North Korea Knowns and Unknowns We are in the middle, not at the end, of a long North Korean crisis. By Victor Davis Hanson
No one really knows all that much about North Korea’s nuclear or conventional military capability or its strategic agenda. Are its nuclear missiles reliably lethal, are they as long-ranged and accurate as hyped, and are they under secure command and control?
Conventional wisdom states that Seoul would be destroyed in minutes by at least 10,000 North Korean artillery and rocket batteries that are now aimed from right across the Demilitarized Zone. Such guns are said to be capable of firing 500,000 rounds within a few minutes.
As a result, South Korea and its allies are supposed to be veritable hostages, with no strategic choices in countering North Korea’s newly enhanced nuclear threat.
But is Seoul really being held hostage, and would it be doomed if war broke out?
In fact, no one can be sure of the actual size, nature, and readiness of the North Korea arsenal — or the degree to which it is coordinated and effectively aimed. Much less does anyone know how well North Korea’s guns have been pre-targeted by American and South Korean planes, counter-batteries, and missiles.
Seoul itself is a huge city of 10 million urban residents. Indeed, greater Seoul and its population of some 24 million are sprawled out over a vast area of more than 250 square miles. The idea that the North Korean military could destroy the world’s third-most-populated metropolitan area in minutes with conventional weapons is unproven.
Take the example of Israel and its existential enemies. The Iranians now claim that their Hezbollah proxies in Lebanon have targeted 80,000 rockets at Tel Aviv. Israel’s enemies brag that together they could bombard the tiny country with 200,000 rockets and missiles in a matter of minutes should Israel ever again go to war.

Things to do
- a) Rewrite the North Korea essay from "As a result, South" to "weapons is unproven.", putting "artillery pieces" wherever "guns" appears.
- b) Based on the North Korea essay, mark each statement yes or no and quote the words that settle it: (i) Greater Seoul covers more than 250 square miles. (ii) Seoul itself has 24 million urban residents. (iii) The Iranians claim that Hezbollah has aimed 200,000 rockets at Tel Aviv.
Rely only on the North Korea essay for this work.

Excerpts of labeled region data:
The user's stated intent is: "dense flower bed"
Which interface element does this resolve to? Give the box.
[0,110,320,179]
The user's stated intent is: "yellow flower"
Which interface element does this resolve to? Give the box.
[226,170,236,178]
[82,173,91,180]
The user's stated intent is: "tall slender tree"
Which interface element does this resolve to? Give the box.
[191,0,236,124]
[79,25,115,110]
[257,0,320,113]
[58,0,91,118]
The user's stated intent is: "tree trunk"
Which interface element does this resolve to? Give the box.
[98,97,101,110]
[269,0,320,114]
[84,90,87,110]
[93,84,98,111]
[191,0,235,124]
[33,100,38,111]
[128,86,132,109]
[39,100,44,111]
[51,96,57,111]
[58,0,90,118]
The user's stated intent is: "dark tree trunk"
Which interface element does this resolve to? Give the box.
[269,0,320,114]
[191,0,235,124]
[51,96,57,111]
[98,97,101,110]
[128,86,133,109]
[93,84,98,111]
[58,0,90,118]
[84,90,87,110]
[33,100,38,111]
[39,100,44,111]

Exercise responses
- a)
As a result, South Korea and its allies are supposed to be veritable hostages, with no strategic choices in countering North Korea’s newly enhanced nuclear threat.
But is Seoul really being held hostage, and would it be doomed if war broke out?
In fact, no one can be sure of the actual size, nature, and readiness of the North Korea arsenal — or the degree to which it is coordinated and effectively aimed. Much less does anyone know how well North Korea’s artillery pieces have been pre-targeted by American and South Korean planes, counter-batteries, and missiles.
Seoul itself is a huge city of 10 million urban residents. Indeed, greater Seoul and its population of some 24 million are sprawled out over a vast area of more than 250 square miles. The idea that the North Korean military could destroy the world’s third-most-populated metropolitan area in minutes with conventional weapons is unproven.

- b)
(i) Yes: "sprawled out over a vast area of more than 250 square miles"
(ii) No: "Seoul itself is a huge city of 10 million urban residents"
(iii) No: "their Hezbollah proxies in Lebanon have targeted 80,000 rockets at Tel Aviv"